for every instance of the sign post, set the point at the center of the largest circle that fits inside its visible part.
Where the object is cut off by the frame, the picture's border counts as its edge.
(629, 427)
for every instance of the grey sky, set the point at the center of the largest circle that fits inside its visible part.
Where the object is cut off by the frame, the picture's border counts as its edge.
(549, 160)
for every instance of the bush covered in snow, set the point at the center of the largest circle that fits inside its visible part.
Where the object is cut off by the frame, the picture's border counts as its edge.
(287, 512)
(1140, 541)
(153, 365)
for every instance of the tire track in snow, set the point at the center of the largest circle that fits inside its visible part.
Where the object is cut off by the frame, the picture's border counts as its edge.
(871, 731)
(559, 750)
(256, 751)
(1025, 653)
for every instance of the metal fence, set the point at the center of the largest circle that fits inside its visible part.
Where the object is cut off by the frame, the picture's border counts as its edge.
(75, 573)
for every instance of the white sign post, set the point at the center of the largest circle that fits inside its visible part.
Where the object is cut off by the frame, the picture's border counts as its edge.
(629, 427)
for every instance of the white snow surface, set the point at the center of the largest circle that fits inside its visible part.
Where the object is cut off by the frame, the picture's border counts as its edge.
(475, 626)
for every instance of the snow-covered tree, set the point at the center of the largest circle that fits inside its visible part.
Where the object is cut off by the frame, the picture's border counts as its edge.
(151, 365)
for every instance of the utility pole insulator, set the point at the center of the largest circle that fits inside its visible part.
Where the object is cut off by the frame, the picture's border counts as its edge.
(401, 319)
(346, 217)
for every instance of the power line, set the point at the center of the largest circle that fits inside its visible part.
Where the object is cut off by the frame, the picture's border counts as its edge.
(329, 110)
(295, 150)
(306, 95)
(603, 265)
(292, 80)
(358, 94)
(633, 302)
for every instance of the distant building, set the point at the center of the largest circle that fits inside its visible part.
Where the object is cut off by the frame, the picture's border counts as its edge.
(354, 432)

» HOW TO COMPLETE THIS TASK
If a line in the entries above includes "that", count it; report the total alone.

» RESPONSE
11